Work to do
Rewrite the entries below with every "play-diagram reference" changed to "coaching handout". Leave everything else as it is.
------------------------------------
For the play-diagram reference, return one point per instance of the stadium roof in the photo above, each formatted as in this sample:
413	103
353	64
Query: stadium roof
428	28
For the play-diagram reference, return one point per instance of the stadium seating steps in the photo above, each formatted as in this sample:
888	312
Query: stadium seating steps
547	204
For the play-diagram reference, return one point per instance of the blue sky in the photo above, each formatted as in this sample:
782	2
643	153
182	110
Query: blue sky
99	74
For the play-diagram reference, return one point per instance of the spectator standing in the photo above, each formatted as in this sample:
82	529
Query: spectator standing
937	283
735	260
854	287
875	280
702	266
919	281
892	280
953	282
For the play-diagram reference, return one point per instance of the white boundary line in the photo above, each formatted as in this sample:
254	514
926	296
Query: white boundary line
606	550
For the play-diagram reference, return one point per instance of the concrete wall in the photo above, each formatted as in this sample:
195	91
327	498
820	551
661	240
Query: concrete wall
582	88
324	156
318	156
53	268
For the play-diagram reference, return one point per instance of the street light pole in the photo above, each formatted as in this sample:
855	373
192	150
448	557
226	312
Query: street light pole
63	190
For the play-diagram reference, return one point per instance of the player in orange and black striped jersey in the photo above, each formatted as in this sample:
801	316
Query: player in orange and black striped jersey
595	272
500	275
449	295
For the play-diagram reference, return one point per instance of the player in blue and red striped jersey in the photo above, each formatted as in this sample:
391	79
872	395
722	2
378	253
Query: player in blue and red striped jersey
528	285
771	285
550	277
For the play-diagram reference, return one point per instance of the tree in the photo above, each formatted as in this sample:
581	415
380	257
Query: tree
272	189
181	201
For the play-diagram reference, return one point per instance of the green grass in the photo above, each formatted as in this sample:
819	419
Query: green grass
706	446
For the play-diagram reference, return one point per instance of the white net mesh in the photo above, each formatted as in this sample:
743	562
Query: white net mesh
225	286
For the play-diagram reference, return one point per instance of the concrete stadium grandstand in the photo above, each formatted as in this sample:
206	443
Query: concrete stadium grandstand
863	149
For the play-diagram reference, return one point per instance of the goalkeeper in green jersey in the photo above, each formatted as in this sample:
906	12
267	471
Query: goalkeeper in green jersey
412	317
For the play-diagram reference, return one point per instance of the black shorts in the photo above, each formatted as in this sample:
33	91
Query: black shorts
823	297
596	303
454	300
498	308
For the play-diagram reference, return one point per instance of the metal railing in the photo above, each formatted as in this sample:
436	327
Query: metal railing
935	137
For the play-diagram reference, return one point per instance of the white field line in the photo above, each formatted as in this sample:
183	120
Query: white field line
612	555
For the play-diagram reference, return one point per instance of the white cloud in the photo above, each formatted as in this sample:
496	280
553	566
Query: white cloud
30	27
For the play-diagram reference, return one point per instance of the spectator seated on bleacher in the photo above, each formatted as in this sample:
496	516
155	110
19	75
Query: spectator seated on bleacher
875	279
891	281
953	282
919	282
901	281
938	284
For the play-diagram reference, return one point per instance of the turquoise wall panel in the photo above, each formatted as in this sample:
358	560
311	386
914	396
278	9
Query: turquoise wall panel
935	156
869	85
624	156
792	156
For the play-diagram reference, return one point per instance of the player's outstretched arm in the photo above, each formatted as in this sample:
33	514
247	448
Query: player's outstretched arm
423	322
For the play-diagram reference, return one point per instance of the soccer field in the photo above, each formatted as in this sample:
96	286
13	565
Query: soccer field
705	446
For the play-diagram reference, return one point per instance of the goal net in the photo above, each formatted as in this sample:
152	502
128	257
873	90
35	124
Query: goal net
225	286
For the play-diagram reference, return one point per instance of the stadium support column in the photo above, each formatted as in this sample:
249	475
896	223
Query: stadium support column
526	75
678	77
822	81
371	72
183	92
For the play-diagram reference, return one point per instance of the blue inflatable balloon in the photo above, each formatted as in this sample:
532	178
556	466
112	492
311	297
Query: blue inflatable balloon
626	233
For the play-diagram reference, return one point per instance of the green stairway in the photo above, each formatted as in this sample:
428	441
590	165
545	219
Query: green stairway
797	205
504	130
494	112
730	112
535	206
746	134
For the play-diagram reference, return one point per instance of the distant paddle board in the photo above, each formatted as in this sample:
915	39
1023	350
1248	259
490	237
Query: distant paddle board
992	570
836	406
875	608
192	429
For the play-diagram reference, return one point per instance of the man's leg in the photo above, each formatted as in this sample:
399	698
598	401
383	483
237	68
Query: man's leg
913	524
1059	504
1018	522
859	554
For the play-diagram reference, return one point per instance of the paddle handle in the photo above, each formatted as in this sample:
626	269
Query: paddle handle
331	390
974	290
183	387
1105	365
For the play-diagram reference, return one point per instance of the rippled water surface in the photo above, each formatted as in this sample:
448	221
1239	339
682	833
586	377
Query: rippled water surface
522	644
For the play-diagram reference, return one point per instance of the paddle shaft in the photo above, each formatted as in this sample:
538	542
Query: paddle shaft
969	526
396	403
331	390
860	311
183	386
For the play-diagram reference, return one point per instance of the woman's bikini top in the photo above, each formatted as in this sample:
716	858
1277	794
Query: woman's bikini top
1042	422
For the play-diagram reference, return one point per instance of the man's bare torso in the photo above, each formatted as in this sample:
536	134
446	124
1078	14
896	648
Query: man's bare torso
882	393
------------------------------------
Response to this task
For the coaching handout, return one point per instance of the stadium roof in the photo above, each formatted as in this sample:
413	103
353	64
Query: stadium roof
428	28
For the coaching handout, return one point per instance of the stadium seating steps in the photo above, each formatted as in this sample:
888	312
Query: stadium seating steps
547	204
For the coaching handout, return one point per instance of the blue sky in the photo above, each formatted as in this sample:
782	2
643	153
182	110
Query: blue sky
99	74
For the coaching handout, return one point per instance of the spectator standing in the photo above, each formatted as in this sample:
82	529
Query: spectator standing
937	283
735	260
854	287
875	280
702	266
919	281
892	280
953	282
For the coaching handout, return one point per instance of the white boundary line in the photo above, each formatted as in this sample:
254	514
926	296
Query: white boundary line
606	550
For the coaching handout, return one point per instance of the concrete wall in the photo above, each formatted as in this sample:
195	91
327	498
820	551
661	240
Query: concrete wall
582	88
324	156
318	156
53	268
For the coaching handout, return one point per instance of the street light pole in the photo above, each formatted as in this sample:
855	373
192	150
448	557
226	312
Query: street light pole
63	190
For the coaching handout, return one point per instance of the player in orange and black striped jersey in the photo above, each formatted as in this sample:
801	316
Query: player in orange and black striped jersey
595	272
500	275
449	295
For the coaching handout, return one point per instance of the player in blue and red striped jersey in the photo above, each formatted as in this sample:
391	79
872	395
722	2
378	253
Query: player in blue and red striped jersey
528	285
771	285
550	277
For the coaching handout, return one point per instance of the tree in the photo above, each formatted as in this sample:
581	415
380	257
Query: tree
272	189
181	201
For the coaching handout, return one point per instance of the green grass in the photo above, each formatted as in this sample:
819	419
Query: green grass
706	446
For the coaching handout, return one point per instance of the white net mesh in the photo above, each formatted as in this sample:
743	562
Query: white net mesh
225	286
For the coaching handout, return one point per instance of the concrete stadium grandstand in the photo above, each formatted as in this sample:
206	443
Query: concrete stadium grandstand
863	149
For the coaching handout, return one point per instance of the goalkeeper in green jersey in the photo above, each formatted as in this sample:
906	12
267	471
Query: goalkeeper in green jersey
412	317
For the coaching handout, return one point per instance of the black shorts in the photo above, each formatted as in this sample:
33	91
Query: black shorts
823	297
596	303
454	300
498	308
For the coaching handout, return one point per instance of the metal railing in the photo above, each formatted as in this sample:
436	327
Query: metal railing
935	137
For the coaching handout, return one point per instance of the white field line in the photo above, each formatted as in this sample:
183	120
Query: white field line
612	555
For the coaching handout, return one point per instance of the white cloud in the photo above, each formatted as in this sample:
496	280
553	566
Query: white cloud
30	27
For the coaching handout, return one point per instance of the spectator seated on bleacher in the photo above, each formatted as in this sample:
496	516
155	110
19	75
Query: spectator seated on bleacher
875	279
891	281
953	282
919	282
901	281
938	284
For the coaching handout, return one point per instance of the turquoise wall panel in the photo above, each formatted as in this sample:
358	560
311	386
914	396
278	9
Query: turquoise wall panel
935	156
869	85
624	156
792	156
For the coaching handout, return one point per instance of the player's outstretched arm in the photo above, each formatted as in this sample:
33	514
247	448
Query: player's outstretched arm
423	322
For the coaching handout, return one point per instance of the soccer field in the photo above, each formatted as in this sample:
96	286
13	565
Query: soccer field
705	446
For the coaching handout, return one point per instance of the goal net in the photo above, each formatted as in this sample:
152	502
128	257
873	90
35	124
Query: goal net
225	286
For the coaching handout, return one point per instance of the stadium support column in the photo above, each formatted as in this sample:
249	475
896	223
Query: stadium support column
526	75
678	77
822	81
371	72
183	92
For the coaching handout, return one point per instance of the blue inflatable balloon in the photo above, each formatted as in this sample:
532	178
556	466
112	492
311	297
Query: blue inflatable balloon
626	233
For the coaching handout, return one point per instance of the green stairway in the photo above, each formatted as in this sample:
428	441
590	165
545	219
Query: green stairway
797	205
504	130
494	112
730	112
535	206
746	134
For the coaching handout, return one point per instance of the distant paddle board in the photo above, each formatted as in this sample:
915	39
1023	350
1248	259
490	237
Query: distant paddle board
992	570
836	406
875	608
192	429
For the coaching handout, return one point per instance of the man's leg in the photo above, each formatted as in this sample:
399	698
598	401
383	483
237	68
Query: man's leg
913	524
1059	504
1018	522
859	554
For the coaching handout, return one point per instance of the paddle handle in the photo above, each formatted as in this sample:
626	269
Query: paddle handle
331	390
974	290
183	387
1105	365
For the coaching handout, return one point per instance of the rippled water surface in the photo above, each formatted as in this sample:
448	221
1239	339
682	833
586	377
Query: rippled water surface
522	644
For the coaching handout, return one point per instance of the paddle shaft in the photo above, each formatted as in this sample:
538	542
Query: paddle shaft
969	526
396	403
331	390
860	311
183	386
For the coaching handout, return one point per instance of the woman's bikini top in the photo above, each formatted as in this sample:
716	858
1277	794
Query: woman's bikini top
1042	422
For the coaching handout, return one point per instance of the man's bare torso in the photo above, each formatted as in this sample:
536	134
446	124
1078	14
896	648
Query: man's bare torso
882	393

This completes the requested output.